■ THE PROBLEM: Find each line in the records below that contains the word "background" and copy those lines. The match must respect uppercase and lowercase letters.

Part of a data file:
• • • • •

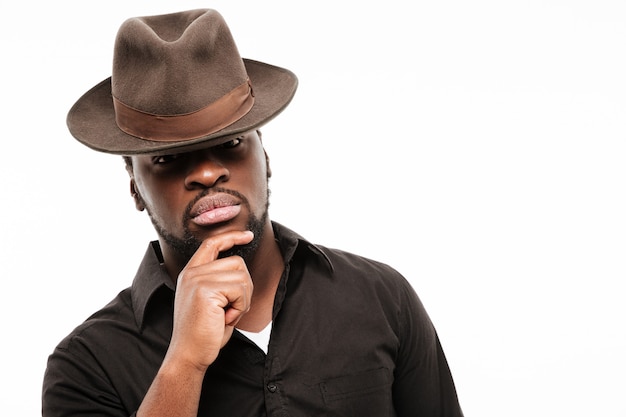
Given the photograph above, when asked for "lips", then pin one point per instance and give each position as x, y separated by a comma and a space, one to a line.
215, 209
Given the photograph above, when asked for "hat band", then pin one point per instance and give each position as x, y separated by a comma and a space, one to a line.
169, 128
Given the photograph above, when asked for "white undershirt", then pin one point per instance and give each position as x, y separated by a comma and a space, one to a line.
261, 339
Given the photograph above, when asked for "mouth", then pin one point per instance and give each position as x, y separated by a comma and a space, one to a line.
214, 209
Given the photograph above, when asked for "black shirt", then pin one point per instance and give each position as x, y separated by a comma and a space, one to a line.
349, 338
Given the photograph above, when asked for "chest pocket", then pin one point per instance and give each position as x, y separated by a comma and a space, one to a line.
364, 394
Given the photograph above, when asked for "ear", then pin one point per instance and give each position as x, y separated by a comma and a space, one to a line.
139, 204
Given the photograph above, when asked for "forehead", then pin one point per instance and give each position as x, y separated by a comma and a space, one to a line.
180, 150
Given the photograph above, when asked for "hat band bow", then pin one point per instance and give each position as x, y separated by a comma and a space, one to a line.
167, 128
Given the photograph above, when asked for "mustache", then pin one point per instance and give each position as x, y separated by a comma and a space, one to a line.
216, 190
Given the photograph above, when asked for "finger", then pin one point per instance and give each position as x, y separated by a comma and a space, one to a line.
238, 305
211, 247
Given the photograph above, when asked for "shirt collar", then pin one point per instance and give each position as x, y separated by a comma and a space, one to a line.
152, 275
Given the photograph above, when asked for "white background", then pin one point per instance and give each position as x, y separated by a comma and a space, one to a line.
477, 146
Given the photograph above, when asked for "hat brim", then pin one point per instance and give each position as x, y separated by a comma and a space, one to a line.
92, 118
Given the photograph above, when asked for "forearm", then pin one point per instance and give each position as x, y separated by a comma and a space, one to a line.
175, 392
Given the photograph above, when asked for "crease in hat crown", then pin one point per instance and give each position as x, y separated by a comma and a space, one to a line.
173, 80
178, 82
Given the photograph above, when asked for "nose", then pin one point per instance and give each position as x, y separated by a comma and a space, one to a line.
205, 171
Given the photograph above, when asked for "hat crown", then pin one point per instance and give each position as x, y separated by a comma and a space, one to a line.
176, 63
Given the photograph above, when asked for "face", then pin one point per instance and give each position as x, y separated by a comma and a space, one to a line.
192, 196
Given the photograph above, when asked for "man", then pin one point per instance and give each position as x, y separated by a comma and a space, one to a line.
230, 314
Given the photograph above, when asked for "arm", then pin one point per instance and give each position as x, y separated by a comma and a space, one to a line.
211, 296
423, 382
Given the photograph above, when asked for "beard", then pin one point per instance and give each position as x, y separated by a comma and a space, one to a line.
187, 244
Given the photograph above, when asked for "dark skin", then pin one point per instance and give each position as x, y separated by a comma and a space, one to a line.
203, 204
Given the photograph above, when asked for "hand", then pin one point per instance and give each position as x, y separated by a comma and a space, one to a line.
211, 296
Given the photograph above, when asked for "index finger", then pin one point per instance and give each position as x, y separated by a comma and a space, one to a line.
211, 247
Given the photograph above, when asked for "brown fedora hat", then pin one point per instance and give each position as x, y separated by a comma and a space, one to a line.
178, 83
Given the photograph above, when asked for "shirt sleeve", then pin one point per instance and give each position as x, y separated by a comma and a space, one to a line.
74, 385
423, 383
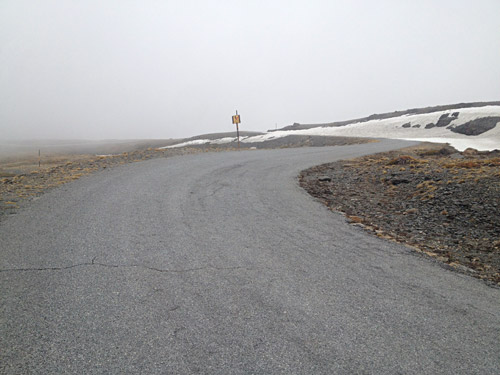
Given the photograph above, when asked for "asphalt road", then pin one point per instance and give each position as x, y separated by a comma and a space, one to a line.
219, 263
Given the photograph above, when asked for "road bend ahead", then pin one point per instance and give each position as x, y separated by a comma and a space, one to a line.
219, 263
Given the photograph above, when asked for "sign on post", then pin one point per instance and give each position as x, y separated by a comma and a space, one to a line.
236, 120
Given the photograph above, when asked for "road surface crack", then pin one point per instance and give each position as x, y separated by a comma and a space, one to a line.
93, 263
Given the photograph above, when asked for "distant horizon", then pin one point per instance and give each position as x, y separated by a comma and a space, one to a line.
164, 69
479, 103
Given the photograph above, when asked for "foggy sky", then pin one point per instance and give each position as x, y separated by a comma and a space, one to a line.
120, 69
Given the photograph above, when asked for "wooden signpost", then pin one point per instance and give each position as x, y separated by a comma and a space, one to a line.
236, 120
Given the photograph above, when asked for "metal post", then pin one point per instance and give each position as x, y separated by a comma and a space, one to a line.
238, 131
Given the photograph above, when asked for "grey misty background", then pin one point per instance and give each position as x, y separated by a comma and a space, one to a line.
170, 69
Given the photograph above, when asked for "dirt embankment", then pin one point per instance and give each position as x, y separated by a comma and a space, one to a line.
444, 203
21, 179
29, 181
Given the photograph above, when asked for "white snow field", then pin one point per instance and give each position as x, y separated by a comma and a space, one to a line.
393, 128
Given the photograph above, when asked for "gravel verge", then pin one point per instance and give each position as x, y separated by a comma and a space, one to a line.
442, 202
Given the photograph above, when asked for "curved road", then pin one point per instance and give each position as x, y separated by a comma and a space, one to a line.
219, 263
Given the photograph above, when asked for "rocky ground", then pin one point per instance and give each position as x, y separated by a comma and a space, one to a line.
443, 203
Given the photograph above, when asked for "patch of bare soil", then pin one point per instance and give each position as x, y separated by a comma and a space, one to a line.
22, 179
444, 203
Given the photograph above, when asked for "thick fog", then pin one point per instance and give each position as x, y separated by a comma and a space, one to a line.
160, 69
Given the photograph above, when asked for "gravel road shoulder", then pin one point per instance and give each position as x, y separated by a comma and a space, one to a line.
442, 202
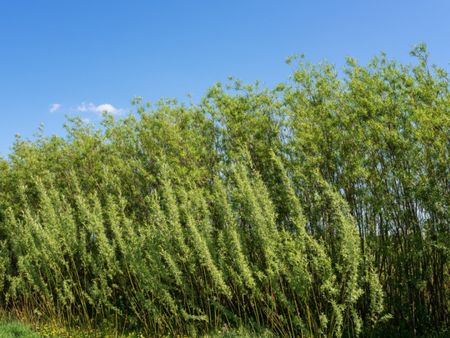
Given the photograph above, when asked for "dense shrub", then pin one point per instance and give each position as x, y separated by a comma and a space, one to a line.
318, 208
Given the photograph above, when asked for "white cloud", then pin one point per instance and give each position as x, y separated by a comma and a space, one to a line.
54, 107
98, 109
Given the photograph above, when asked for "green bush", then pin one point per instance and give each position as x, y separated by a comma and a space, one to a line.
318, 208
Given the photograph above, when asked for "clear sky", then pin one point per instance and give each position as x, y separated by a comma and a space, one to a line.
78, 57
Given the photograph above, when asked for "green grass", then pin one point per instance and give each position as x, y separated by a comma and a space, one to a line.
16, 329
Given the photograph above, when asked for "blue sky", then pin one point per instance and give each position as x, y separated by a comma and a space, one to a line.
77, 57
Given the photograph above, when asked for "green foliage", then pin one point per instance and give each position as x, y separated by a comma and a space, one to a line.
318, 208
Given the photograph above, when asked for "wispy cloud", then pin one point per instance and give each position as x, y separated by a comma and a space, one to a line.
54, 107
98, 109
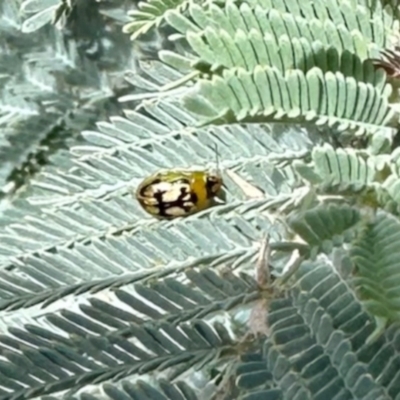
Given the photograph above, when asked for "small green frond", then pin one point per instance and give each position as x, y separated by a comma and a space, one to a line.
342, 168
267, 94
151, 14
216, 49
376, 255
161, 389
331, 25
326, 226
87, 358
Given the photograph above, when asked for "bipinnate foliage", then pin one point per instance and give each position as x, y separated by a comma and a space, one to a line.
288, 289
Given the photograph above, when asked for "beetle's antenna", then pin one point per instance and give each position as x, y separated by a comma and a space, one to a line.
217, 159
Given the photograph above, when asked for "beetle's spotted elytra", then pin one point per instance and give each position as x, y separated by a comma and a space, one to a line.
171, 194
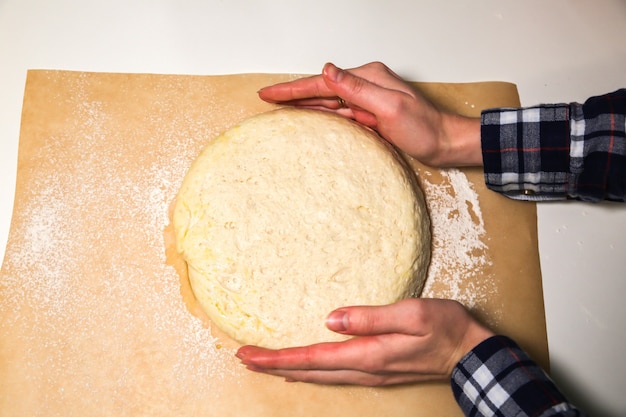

• • • • •

■ ANSWER FOR THIS EXERCISE:
Given the photograph above, when asked for "white background", then pin one point per instance and give each position as x, y separated by a comma and a space, one to a line.
Given the photograph above, when asked for "grey misty background", then pin one point per instance and give each position as x, y separated by a comma and a space, one to a line.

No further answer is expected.